● GIVEN TEXT:
──────

Optimization for material processing parameters is a typical problem of multi-objective optimization, therefore selection and use of proper multi-objective optimization approach is indispensible. The inherent characteristic of newly proposed probabilistic methodology for multi-objective optimization is that it is with the feature of optimization of multiple objectives at the same time in viewpoint of system theory and in spirit of probability theory. In the present paper, the probabilistic methodology is employed to perform the designs of materials processing for improving quality and cost saving at the same time. The laser welding process of ANSI 304 austenitic stainless steel by using a pulsed Nd: YAG laser welding system and thin-wall machining of milling aluminum alloy 2024-T351 are taken as two examples. The quantitative optimum design of materials processing is performed equitably by conducting the assessment of preferable probability of each alternative. The studies indicate that: (1). the optimized parametric combination for the laser welding process of 2 mm thickness ANSI 304 austenitic stainless steel by using a pulsed Nd: YAG laser welding system is at laser parameters of 2.7 kW peak power, welding speed of 2 cm/min and pulse duration of 4 ms; (2). the optimized combination parameter for the thin-wall machining of milling aluminum alloy 2024-T351 is at tool diameter of 8 mm, feed per tooth of 0.06 mm/z, axial cut depth of 24 mm and radial cut depth of 0.625 mm. The optimal configurations guarantee the comprehensive quality of product and reducing energy consumption.

Previously, optimization analysis involves either adding all weighting responses into a single objective or Pareto solution set or grey relational analysis for Taguchi orthogonal array. However, the reliability of these kind of algorithms is problematic with uncertainty.


The optimization of thin-wall machining was once performed by using Pareto-optimal solution with crucial requirements of enhanced energy efficiency, product quality, and productivity as objectives. However, its result is problematic due to the uncertainty of Pareto-optimal solution set, which could not give a definitive consequence. In fact, the inherent essence of optimization of multiple objectives is the “simultaneous optimization of multiple objectives” in a system inevitably. However, the previous methods (algorthms) of multi-objective optimization (MOO) and multi-criteria decision - making (MCDM) in the past took the “additive” algorithm as the actual algorithm for indexes in parameterization with weighting factors, or Pareto solution set with uncertainty, or grey relational analysis, etc. 


Till now, the commonly used methods include, VIKOR (VIšekriterijumsko KOmpromisno Rangiranje), TOPSIS (Technique of ranking Preferences by Similarity to the Ideal Solution), MOORA (Multi-Objective Optimization on the basis of Ratio Analysis), and AHP (Analytical Hierarchy Process), etc., are not be considered as fully quantitative, which all include uncertainties actually.

──────

● DATA EXTRACT:
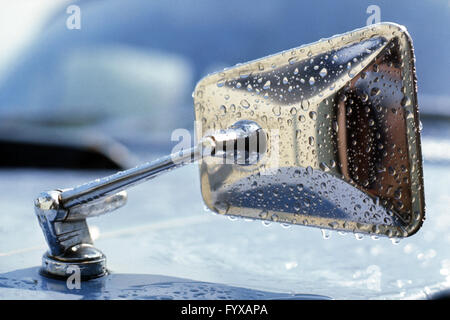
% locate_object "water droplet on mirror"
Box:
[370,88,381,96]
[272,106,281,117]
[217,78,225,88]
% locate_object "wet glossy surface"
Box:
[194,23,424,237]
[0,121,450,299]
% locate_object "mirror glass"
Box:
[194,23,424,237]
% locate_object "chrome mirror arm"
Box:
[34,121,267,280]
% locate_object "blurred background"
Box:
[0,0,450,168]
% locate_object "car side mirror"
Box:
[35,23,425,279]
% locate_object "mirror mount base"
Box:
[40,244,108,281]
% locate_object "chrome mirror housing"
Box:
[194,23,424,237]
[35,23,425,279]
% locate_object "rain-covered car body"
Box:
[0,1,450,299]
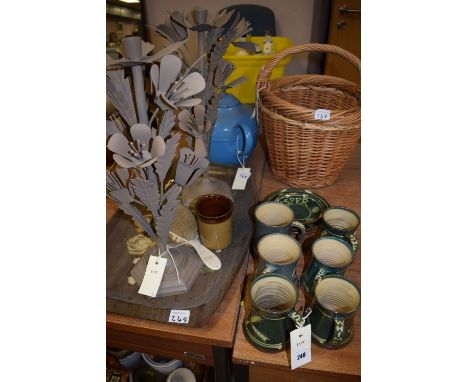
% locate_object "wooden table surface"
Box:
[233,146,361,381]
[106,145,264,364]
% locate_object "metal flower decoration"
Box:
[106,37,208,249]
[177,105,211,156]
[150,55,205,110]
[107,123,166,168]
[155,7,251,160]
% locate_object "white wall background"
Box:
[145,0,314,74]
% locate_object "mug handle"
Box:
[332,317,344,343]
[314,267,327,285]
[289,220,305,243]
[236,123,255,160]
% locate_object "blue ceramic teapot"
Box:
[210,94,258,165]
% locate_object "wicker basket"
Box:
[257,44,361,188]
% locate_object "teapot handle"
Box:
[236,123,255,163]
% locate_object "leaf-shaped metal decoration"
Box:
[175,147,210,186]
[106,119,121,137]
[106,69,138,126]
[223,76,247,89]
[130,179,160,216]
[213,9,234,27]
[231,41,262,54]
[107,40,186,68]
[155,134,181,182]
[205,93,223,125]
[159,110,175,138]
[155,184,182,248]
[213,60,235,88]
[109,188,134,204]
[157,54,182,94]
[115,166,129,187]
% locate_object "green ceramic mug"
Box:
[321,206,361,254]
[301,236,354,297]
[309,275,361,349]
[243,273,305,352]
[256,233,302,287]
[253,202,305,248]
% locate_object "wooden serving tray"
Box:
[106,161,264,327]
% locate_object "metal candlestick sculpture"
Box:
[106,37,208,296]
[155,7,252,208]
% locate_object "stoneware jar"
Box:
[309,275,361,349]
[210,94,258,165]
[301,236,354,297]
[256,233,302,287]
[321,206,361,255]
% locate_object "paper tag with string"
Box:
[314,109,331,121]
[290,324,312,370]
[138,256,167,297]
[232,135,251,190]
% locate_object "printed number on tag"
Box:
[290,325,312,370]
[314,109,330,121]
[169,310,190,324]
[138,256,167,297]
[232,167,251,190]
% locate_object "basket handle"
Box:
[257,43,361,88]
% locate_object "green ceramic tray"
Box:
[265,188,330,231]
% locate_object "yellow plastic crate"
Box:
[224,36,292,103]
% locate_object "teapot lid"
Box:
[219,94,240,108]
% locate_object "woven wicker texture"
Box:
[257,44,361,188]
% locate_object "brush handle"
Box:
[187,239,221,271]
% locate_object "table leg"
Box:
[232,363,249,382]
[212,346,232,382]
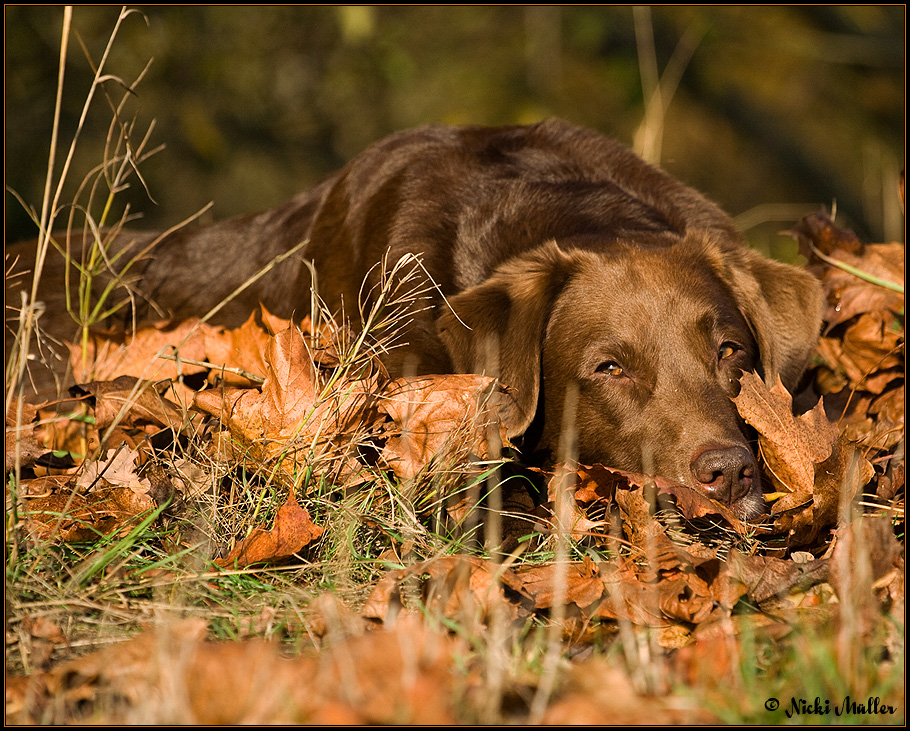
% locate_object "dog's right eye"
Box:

──────

● TASK SET:
- a) In the text on multi-objective optimization of materials processing, what pulse duration is part of the optimized laser welding parameters?
- b) Carry on the text on multi-objective optimization of materials processing, picking up after its final sentence.

● RESPONSES PER TASK:
- a) 4 ms

- b)
In fact, the “additive” algorithm for evaluating multiple indexes is equivalent to the “union” in the spirits of probability theory and set theory, which is definitely inconsistent with the essence of “simultaneous optimization of multiple indexes”. Appropriately, in the respect of probability theory, “simultaneous optimization of multiple indexes” is to take the form of “joint probability” of the corresponding multiple events actually.


Additionally, in the additive algorithm there is a problem of choosing the scaled factor (denominator) of the normalization procedure of different objective, different scaled factors could often lead to quite different consequences. Therefore, the previous algorithms could not be considered as rational approaches in some sense due to their uncertainty and misusing of “union” in the spirits of probability theory and set theory.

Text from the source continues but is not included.